**Data records**:
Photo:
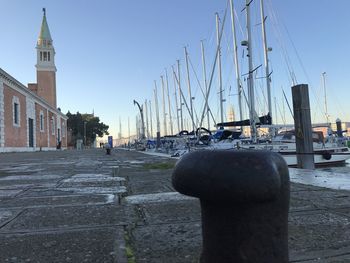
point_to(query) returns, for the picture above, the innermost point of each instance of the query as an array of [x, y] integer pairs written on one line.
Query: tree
[[85, 126]]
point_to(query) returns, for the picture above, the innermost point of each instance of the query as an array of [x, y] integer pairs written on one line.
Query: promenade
[[86, 206]]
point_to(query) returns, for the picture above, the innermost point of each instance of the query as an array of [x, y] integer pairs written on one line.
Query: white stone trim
[[15, 99], [31, 114], [2, 115]]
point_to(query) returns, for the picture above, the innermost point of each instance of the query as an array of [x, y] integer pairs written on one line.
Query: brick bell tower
[[45, 66]]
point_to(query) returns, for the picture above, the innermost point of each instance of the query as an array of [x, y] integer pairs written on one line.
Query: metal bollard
[[244, 198]]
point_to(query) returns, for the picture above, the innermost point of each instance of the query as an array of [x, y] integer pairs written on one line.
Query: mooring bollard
[[244, 198]]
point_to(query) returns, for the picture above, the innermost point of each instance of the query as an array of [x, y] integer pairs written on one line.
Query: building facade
[[29, 118]]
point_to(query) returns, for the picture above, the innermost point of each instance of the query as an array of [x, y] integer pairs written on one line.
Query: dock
[[86, 206]]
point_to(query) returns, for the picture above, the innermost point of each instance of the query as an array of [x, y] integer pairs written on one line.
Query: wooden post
[[303, 129]]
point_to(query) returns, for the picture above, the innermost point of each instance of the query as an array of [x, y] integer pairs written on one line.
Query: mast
[[325, 96], [239, 87], [189, 90], [205, 84], [150, 117], [181, 103], [146, 112], [266, 59], [219, 68], [164, 111], [129, 131], [176, 101], [169, 106], [250, 75], [157, 108]]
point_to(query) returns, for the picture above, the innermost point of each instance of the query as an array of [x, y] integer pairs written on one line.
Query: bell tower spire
[[45, 66]]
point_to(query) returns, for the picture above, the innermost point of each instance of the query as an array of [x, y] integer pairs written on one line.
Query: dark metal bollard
[[244, 198]]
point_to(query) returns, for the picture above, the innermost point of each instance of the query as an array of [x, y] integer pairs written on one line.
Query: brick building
[[29, 118]]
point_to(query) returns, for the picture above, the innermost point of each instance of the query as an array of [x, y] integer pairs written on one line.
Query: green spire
[[44, 31]]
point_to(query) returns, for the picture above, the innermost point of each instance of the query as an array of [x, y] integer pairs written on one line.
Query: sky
[[110, 52]]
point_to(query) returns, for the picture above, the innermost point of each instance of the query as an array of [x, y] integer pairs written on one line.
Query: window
[[16, 110], [15, 107], [41, 121], [63, 129], [53, 125]]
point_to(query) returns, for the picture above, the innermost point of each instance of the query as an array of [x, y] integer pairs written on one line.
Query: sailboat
[[324, 152]]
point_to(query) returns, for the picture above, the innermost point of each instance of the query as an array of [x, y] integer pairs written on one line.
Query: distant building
[[29, 118]]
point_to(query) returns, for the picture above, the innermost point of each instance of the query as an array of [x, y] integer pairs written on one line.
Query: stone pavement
[[78, 206]]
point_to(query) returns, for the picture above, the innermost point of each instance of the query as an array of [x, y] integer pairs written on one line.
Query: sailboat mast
[[189, 90], [129, 130], [169, 105], [157, 107], [205, 84], [250, 76], [146, 113], [266, 59], [325, 96], [164, 111], [239, 87], [181, 103], [176, 101], [219, 68], [150, 117]]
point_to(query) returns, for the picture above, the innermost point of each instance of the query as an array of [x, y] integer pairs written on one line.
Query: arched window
[[16, 110], [42, 121]]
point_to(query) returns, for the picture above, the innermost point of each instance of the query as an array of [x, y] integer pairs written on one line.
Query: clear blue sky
[[110, 52]]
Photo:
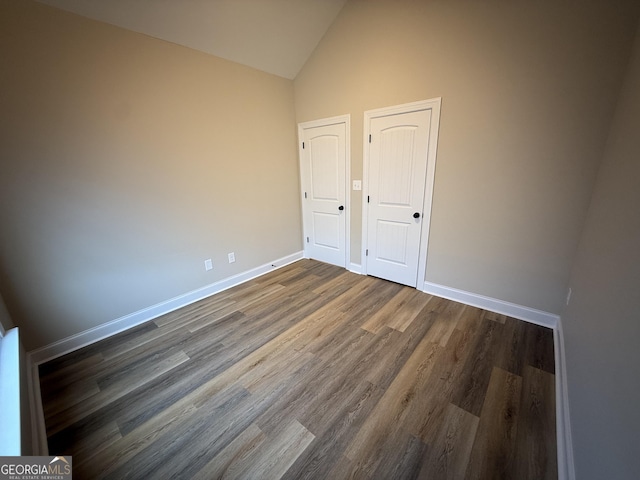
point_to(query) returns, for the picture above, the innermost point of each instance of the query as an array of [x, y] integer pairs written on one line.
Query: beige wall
[[528, 90], [5, 318], [602, 323], [127, 161]]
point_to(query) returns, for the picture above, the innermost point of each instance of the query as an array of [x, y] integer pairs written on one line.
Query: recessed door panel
[[396, 165]]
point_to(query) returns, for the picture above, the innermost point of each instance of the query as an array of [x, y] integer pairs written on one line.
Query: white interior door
[[398, 150], [323, 169]]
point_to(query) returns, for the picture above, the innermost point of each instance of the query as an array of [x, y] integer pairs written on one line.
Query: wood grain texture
[[310, 372]]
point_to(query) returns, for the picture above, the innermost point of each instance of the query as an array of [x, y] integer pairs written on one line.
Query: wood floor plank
[[310, 372], [273, 457]]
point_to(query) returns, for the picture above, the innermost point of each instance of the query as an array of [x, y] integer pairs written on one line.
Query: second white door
[[398, 155]]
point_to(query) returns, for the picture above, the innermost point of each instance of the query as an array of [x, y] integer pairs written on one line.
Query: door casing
[[346, 120]]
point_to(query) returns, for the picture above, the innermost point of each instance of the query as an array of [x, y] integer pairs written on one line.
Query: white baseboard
[[566, 467], [527, 314], [82, 339], [355, 268]]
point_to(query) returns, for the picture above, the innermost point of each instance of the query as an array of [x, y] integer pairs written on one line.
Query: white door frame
[[323, 122], [434, 105]]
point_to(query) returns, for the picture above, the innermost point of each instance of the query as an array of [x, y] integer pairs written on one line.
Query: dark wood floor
[[310, 372]]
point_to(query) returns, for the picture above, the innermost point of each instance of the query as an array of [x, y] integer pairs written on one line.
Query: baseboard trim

**Description of the task**: Format the records from the start through the line containing "[[85, 126]]" as a two-column CSV with columns input and output. Each row holds one text in input and its answer in output, each field quoted and with line breaks turned into spaces, and the pictures left out.

**Solved problem**:
input,output
"Photo: point_to(query) returns, for the picture above, the innermost point of each instance of the query as an array of [x, y] integer pairs written on one line. Query: tree","[[85, 126]]"